Point annotation dataset items:
* * * * *

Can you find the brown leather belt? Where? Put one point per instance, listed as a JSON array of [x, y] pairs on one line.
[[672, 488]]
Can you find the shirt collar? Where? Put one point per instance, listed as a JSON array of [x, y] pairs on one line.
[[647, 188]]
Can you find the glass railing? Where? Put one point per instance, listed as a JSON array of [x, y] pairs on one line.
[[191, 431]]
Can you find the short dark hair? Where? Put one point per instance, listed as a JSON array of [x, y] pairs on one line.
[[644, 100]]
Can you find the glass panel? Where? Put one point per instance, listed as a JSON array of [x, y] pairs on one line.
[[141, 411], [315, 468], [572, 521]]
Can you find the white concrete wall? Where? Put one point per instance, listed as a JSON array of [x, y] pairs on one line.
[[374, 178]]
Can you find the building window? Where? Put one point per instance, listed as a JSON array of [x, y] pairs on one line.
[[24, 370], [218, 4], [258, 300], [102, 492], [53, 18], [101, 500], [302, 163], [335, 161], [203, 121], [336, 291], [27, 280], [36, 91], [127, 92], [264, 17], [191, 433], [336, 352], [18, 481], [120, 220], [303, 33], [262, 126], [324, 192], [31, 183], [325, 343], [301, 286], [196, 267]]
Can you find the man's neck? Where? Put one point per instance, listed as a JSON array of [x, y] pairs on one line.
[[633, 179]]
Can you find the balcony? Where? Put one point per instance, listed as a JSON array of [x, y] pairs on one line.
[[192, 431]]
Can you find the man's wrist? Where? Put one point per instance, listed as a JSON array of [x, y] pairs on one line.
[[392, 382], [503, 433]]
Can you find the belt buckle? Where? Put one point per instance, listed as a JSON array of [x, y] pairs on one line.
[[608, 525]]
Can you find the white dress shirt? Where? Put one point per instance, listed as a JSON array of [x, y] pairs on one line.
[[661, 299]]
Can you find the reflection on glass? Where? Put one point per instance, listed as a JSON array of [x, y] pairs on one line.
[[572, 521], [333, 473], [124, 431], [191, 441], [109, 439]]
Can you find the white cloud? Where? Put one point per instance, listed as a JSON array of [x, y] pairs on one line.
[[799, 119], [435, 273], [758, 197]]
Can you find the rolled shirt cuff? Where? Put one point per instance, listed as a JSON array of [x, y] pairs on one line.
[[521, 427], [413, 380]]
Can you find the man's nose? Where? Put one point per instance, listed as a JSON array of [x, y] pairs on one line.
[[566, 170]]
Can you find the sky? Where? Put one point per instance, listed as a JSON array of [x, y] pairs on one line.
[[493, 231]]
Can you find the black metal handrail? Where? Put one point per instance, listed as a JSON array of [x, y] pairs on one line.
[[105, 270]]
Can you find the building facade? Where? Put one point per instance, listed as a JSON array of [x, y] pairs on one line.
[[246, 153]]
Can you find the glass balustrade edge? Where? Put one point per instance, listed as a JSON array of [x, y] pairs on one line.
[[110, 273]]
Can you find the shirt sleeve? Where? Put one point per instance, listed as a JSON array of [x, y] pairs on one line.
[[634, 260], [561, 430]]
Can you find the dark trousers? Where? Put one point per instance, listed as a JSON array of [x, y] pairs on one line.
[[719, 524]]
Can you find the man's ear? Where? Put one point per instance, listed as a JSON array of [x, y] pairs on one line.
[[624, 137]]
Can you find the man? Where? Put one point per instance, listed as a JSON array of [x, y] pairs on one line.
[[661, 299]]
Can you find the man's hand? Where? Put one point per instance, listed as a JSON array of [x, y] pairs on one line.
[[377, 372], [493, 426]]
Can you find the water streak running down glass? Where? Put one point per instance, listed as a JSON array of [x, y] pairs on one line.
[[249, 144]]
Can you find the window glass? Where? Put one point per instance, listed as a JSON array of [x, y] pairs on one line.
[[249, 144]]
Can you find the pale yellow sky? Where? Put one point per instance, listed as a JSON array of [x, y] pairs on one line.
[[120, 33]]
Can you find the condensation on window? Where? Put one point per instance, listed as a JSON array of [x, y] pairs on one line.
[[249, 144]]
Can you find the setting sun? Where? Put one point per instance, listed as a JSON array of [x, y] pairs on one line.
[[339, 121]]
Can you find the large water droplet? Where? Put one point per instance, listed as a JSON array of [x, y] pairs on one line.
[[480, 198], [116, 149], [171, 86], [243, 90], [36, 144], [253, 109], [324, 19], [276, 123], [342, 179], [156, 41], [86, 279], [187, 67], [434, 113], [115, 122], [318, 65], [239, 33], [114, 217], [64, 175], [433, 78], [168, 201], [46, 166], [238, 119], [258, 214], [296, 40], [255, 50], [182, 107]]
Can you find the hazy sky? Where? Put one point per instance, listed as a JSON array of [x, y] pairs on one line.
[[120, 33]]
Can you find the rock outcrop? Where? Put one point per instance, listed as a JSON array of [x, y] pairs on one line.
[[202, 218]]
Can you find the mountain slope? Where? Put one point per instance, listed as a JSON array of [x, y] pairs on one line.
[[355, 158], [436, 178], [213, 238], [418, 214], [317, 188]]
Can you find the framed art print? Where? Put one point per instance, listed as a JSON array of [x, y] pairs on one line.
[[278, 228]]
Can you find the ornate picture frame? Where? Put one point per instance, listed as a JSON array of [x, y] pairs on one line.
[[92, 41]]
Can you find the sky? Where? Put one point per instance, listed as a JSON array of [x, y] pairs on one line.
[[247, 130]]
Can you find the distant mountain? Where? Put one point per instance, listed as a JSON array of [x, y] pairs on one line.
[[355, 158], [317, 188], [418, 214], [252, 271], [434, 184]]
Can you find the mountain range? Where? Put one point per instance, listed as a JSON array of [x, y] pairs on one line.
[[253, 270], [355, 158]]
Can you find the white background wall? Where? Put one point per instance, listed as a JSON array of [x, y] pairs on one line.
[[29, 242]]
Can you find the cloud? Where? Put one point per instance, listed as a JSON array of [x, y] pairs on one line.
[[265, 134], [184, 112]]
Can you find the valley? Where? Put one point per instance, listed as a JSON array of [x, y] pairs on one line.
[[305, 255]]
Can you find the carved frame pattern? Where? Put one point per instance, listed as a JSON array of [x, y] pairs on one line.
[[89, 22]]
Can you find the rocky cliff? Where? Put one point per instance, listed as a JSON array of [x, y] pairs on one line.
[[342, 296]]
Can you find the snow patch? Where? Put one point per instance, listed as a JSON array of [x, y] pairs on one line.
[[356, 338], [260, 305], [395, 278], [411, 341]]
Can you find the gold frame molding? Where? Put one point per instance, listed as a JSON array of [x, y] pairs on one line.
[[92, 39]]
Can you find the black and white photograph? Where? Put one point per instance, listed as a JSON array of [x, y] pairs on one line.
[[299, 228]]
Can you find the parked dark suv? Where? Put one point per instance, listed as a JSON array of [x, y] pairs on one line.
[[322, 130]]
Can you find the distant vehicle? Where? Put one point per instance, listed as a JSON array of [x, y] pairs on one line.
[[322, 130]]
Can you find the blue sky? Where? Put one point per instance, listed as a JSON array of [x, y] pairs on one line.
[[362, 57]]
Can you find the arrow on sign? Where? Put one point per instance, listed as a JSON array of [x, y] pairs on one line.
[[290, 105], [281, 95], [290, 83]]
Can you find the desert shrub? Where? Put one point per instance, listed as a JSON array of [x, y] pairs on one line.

* * * * *

*Exercise directions*: Please transcribe every item above, character for character.

*Result for this task*:
Can you find the brown leather belt? Where? Put one point per instance, listed as a JSON array of [x, y] pairs on one line.
[[672, 488]]
Can you find the shirt collar? Where? Put one point per instance, listed as a JSON array of [x, y] pairs on one line.
[[647, 188]]
Can you find the glass railing? Where? Put one point per instance, listed as a JSON array of [x, y] pairs on one line.
[[191, 431]]
Can you find the short dark hair? Where? Put one point per instance, listed as a JSON array of [x, y] pairs on one line.
[[644, 100]]
Can you find the glass panel? Where? Put one point per instance, listed as a JSON array of [x, y] pairs on one line.
[[141, 411], [315, 468], [572, 521]]
Can you find the white concrete wall? Where? Put one point per instance, listed as a JSON array of [x, y] pairs on one line.
[[374, 178]]
Can you find the building window? Where? Put one point per instance, listed as a JSON array of [x, y] pairs on one line.
[[24, 370], [218, 4], [258, 300], [102, 492], [53, 18], [101, 500], [302, 163], [335, 161], [203, 121], [336, 291], [27, 280], [36, 91], [127, 92], [264, 17], [191, 433], [336, 352], [18, 481], [120, 220], [303, 33], [262, 126], [324, 192], [31, 183], [325, 343], [301, 286], [196, 267]]
Can you find the man's neck? Where? Put one point per instance, listed as a JSON array of [x, y] pairs on one line.
[[633, 179]]
Can you find the balcony? Where? Put one point per instance, listed as a JSON array of [x, y] pairs on one line.
[[192, 431]]
Can you find the man's wrist? Where? Put one point per instance, listed as a JSON array of [x, y] pairs on one line.
[[392, 382], [503, 433]]
Can you find the belt buckle? Where? Put one point per instance, listed as a JSON array of [x, y] pairs on one line.
[[608, 525]]
Can you find the white dress shirt? Where? Put one point per instance, listed as a JSON array of [x, y] pairs on one line.
[[661, 299]]
Can you find the reflection on glass? Where? Put one point per instance, listed as a JSON array of [x, y] pairs on one line.
[[572, 521], [333, 473], [124, 431], [191, 441], [109, 439]]
Can you find the white cloud? Where? Put one point per instance, listed as a JSON array of [x, y] pairs on one line.
[[799, 119], [435, 273], [758, 197]]
Can you find the rolled shirt cuff? Where? Put one point per instance, listed as a JSON array of [x, y] pairs on one line.
[[521, 427], [413, 380]]
Can you find the man's nose? Where? Put one point per instance, listed as a JSON array of [x, y] pairs on one line.
[[566, 170]]
Can you find the sky? Where? Put one point per instance, listed as a JSON array of [x, y] pairs on one line.
[[493, 231]]
Can you find the black metal handrail? Where? Put one point per instance, listed as a JSON array of [x, y] pairs on one line.
[[105, 270]]
Can you find the building facade? Where? Put one point per instance, listed as a JSON array of [x, y] pairs on one line.
[[246, 153]]
Can you find the glass balustrade edge? Where? Put one point per instance, listed as a JSON array of [x, y] pairs on one line.
[[110, 273]]
Can you find the shirt sleeve? Where? Put one point per instance, listed as a JSON array of [x, y] pairs on one line.
[[634, 260], [561, 430]]
Can you find the dark trousers? Where? Put one point per instance, listed as a JSON array of [x, y] pairs on one line.
[[719, 524]]
Can you find the man's ear? Where? Put one point per instance, listed as a JSON array of [x, y] pairs on one line.
[[624, 137]]
Can you find the man? Where? Put one point per instance, listed as a JSON array of [x, y] pairs on one line.
[[661, 299]]
Can you find the man's hand? Where? Put one point per instance, listed as a JSON array of [x, y] pairs on one line.
[[377, 372], [493, 426]]
Can you find the water streak running down glass? Where? Put one point per instance, listed as a JSON array of [x, y] pairs on one line.
[[249, 144]]
Can you find the window glass? Where? Put one point per instance, listed as a JSON array of [x, y] pairs on one line.
[[249, 144]]
Can you find the pale yellow sky? Where? Put one point per instance, listed as a JSON array of [x, y] pairs on one line.
[[120, 33]]
Can you find the condensation on window? Where? Put one point per instance, listed as a JSON array of [x, y] pairs on one line.
[[249, 144]]
Can you find the setting sun? Where? Put one point per instance, listed as a JSON array of [x, y] pairs on one line.
[[339, 121]]
Can you find the large water droplet? Where? Put one point per instance, listed as a JSON array of [x, y] pairs on one line.
[[480, 198], [116, 149], [171, 86], [243, 90], [36, 144], [253, 109], [324, 19], [276, 123], [342, 179], [156, 41], [86, 279], [187, 67], [434, 113], [115, 122], [318, 65], [239, 33], [114, 217], [64, 175], [433, 78], [168, 201], [46, 166], [238, 119], [258, 214], [296, 40], [255, 50], [182, 107]]
Can you find the hazy sky? Where? Put one point per instance, listed as a JSON array of [x, y] pairs on one line.
[[120, 33]]
Can you find the rock outcrop? Where? Put one point per instance, listed as a JSON array of [x, y] pairs on one line.
[[202, 218]]
Can you find the mountain slope? Where? Put one point per instance, listed as a JSON array of [x, y] pairs on one line.
[[355, 158], [436, 178], [213, 238], [418, 214], [317, 188]]
Can you find the framed art print? Where? Put one point per instance, listed as a JSON array of [x, y] pairs on one line.
[[278, 228]]
Can you find the ornate picture frame? Where? Put one point per instance, listed as a JSON array of [x, y] pairs on one line.
[[92, 41]]
Can you find the sky? Where? Put one point per instance, listed as a JSON array of [x, y] pairs on one line.
[[247, 130]]
Can you find the distant mountain? Where? Put one point per instance, listed as a JSON array of [x, y] pairs on one line.
[[355, 158], [317, 188], [418, 214], [252, 271], [434, 184]]
Can you find the mountain range? Where? Put one point per instance, listed as a JSON array of [x, y] pairs on one line.
[[253, 270], [355, 158]]
Can you find the white background wall? Where? Put one point per instance, listed as a JSON array of [x, y] pairs on one line.
[[29, 242]]
Can you find the cloud? Where? Put one point per instance, listed as a JSON array of [x, y] pairs on one line.
[[265, 134], [184, 112]]
Can you find the valley? Where? Put one point per instance, listed as a JSON array of [x, y] pairs on one line.
[[305, 255]]
Can you find the carved frame pattern? Where? Put one point per instance, listed as a JSON array of [x, y] pairs on one line.
[[89, 22]]
Can you find the rocky cliff? Where? Put one point per instance, listed as a JSON array of [x, y] pairs on one line.
[[342, 296]]
Can you find the snow patch? Where? Put one point per instance, listed as a JSON array of [x, y] pairs on one line.
[[356, 338], [260, 305], [395, 278], [411, 341]]
Can you find the gold frame molding? Where? Put one point per instance, listed as a JSON array of [x, y] pairs on one line.
[[92, 39]]
Can you find the black and white photograph? Where? Put one point per instance, listed as a JSON array of [x, y] pairs on one line.
[[299, 228]]
Can you find the parked dark suv? Where? Put one point per instance, listed as a JSON array of [x, y] pairs on one line.
[[322, 130]]
Can you find the distant vehicle? Where? Put one point per instance, listed as a JSON array of [x, y] pairs on one line.
[[322, 130]]
Can you find the blue sky? Where? Put one point per instance, listed as a JSON array of [x, y] pairs on one line.
[[362, 57]]
Can you find the arrow on sign? Where? Put one point per instance, listed as a JSON array of [x, y] pairs on one line.
[[290, 105], [281, 95], [290, 83]]
Can you find the desert shrub? Where? Put one point per instance, listed as a JSON array of [x, y] pairs on one line.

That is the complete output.